SELECTION:
========
# 150 lbs of dorset wool



## Callieslamb (Feb 27, 2007)

anyone want to share this with me? It's free. I'll pick it up. 
Wool from Dorset Sheep

"Approximately 150 pounds of wool from most recent shearing of Dorset sheep. Free for anyone willing to come pick it up and return the 2 bags containing the wool."

Would it be worth it? Anyone work with dorset before. I bought some rovings when I first started and so I have no idea if it's a decent wool or not. From the Fleece and Fiber source book- it's a medium wool and can be combed or carded. Spun woolen or worsted. Holland is about 45 minutes from me. I'm running to lansing/Howell on the 22nd.

It's an older ad- I'm going to call to see if it's still available. Should have done that first, huh?


----------



## IowaLez (Mar 6, 2006)

I've got some Dorset wool and it is an interesting wool to work with. Corrie x Dorset cross wool is nice, too. I will go in with you on the wool, let me know what you find out after you call the person.


----------



## Callieslamb (Feb 27, 2007)

they haven't called back yet.....I'm waiting. I bet it's full of VM and other not-so niceties.


----------



## frazzlehead (Aug 23, 2005)

Whoa, that's a lotta wool.

I like Dorset, but it is going to be dirty and need a lot of sorting. You won't get 150 lbs of workable wool out if it, but hey, it's free, right? If you don't mind ruthlessly sorting it for the good stuff, you'll get a big pile of nice spinnable stuff.

Highly recommend the two or three day cold soak before other prep with this type of wool. Or FSV.


----------



## mamajohnson (Nov 27, 2002)

I would consider going in on it too if you needed someone else.


----------



## Callieslamb (Feb 27, 2007)

Okay, I'm happy to share. It's way too much to put in my house - even heavily skirted. LOL!! DH commented yesterday that we seemed to have a lot of boxes and bags with fluff in them. Maybe they will call today. I spun Dorset one time and didn't notice that it was especially hard or easy.

Thanks for the cleaning tip frazzlehead.


----------



## Callieslamb (Feb 27, 2007)

Nope. What fun is sending away fleeces to be washed? I have a trampoline covered in fleece today. I washed it four times in shampoo. And it wasn't clean, so I tried blue original dawn 3 times. It still wasn't very clean, so I stuck it in a bucket of water in the sun for 12 days. It still wasn't clean and oh does it smell! I washed it 2 more times today and finally decided.....I hate washing fleeces! So it's on the trampoline drying and I will try flicking the ends THEN washing it again. 

Where do you send yours?


----------



## mamajohnson (Nov 27, 2002)

Wow, that is some stubborn dirt!
I just sheared my brown shetland today, I hope I get something usable out of it. It's pretty nasty and full of vm.


----------



## Callieslamb (Feb 27, 2007)

This was a jacketed fleece - hogget, of course, so I want to keep it. It's finn so it doesn't have much grease...except where I can't get it out, of course. I probably should have left it in the bucket of water for a couple more weeks. I doubt it has enough ick in it now to do it that way. Alas.


----------



## Marchwind (May 10, 2002)

A cover fleece was THAT dirty?


----------



## Marchwind (May 10, 2002)

Quail Hill, Blackberry Ridge, are both good. I believe they are both in Wisconsin, I've used Quail Hill


----------



## Callieslamb (Feb 27, 2007)

Thanks for the info. I'm sure all the junk wasn't he fleece's fault. I think it's mine. I should have left it in that bath for a lot longer. It looks much beter now that it's dried but it certainly isn't white like it's supposed to be. The jacket keeps out the VM but dirt can still get under it. And...I didn't put the jacket on until hay feeding time. There's plenty of time to get dirt collected before then. I'm almost done with my black finn. I'll try carding the white one after that and see how it works. I had visions of WHITE fleece...not grayish off-white.


----------
========
RECORDS PROVIDED:
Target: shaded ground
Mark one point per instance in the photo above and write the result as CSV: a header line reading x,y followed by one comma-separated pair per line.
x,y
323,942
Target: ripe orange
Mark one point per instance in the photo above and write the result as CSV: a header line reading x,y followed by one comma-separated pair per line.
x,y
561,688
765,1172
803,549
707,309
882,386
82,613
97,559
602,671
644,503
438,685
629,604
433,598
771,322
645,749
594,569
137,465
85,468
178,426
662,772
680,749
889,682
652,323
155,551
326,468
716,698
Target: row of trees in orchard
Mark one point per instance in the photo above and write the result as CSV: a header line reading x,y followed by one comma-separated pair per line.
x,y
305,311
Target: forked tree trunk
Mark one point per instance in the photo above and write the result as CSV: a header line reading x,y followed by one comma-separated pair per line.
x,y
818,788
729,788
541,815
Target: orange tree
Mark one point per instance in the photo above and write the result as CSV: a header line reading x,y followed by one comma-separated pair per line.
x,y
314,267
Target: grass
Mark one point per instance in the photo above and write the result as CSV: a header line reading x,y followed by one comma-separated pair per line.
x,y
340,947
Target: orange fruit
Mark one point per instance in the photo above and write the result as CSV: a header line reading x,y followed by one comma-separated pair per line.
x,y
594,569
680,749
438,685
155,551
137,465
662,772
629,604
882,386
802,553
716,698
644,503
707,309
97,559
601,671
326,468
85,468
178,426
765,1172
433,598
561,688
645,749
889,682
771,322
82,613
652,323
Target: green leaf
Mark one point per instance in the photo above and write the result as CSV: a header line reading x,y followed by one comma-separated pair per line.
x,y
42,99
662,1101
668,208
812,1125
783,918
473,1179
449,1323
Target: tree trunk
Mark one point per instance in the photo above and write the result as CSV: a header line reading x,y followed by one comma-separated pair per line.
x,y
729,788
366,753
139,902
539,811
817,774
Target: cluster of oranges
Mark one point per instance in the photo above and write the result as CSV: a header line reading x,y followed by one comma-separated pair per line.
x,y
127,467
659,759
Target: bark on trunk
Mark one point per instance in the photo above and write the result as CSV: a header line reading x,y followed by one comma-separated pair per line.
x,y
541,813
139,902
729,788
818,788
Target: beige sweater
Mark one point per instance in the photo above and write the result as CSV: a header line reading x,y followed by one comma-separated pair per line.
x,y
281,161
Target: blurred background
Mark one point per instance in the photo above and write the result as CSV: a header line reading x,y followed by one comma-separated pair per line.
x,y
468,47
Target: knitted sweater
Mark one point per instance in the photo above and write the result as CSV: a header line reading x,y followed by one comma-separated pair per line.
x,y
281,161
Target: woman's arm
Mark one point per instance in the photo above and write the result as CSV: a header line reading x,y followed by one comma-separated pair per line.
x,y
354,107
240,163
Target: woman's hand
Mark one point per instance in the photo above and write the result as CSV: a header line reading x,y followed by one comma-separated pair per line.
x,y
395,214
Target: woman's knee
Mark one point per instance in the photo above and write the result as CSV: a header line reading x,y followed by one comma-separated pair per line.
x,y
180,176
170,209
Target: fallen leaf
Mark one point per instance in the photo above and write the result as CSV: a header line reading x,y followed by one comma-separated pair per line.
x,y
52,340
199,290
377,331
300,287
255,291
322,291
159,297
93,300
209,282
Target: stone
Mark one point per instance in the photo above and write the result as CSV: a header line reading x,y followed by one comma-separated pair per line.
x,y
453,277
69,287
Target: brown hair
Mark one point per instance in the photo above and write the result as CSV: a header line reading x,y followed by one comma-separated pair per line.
========
Set down, word for word, the part of the Dorset wool thread starting at "I just sheared" and ending at "that way. Alas.".

I just sheared my brown shetland today, I hope I get something usable out of it. It's pretty nasty and full of vm.


----------



## Callieslamb (Feb 27, 2007)

This was a jacketed fleece - hogget, of course, so I want to keep it. It's finn so it doesn't have much grease...except where I can't get it out, of course. I probably should have left it in the bucket of water for a couple more weeks. I doubt it has enough ick in it now to do it that way. Alas.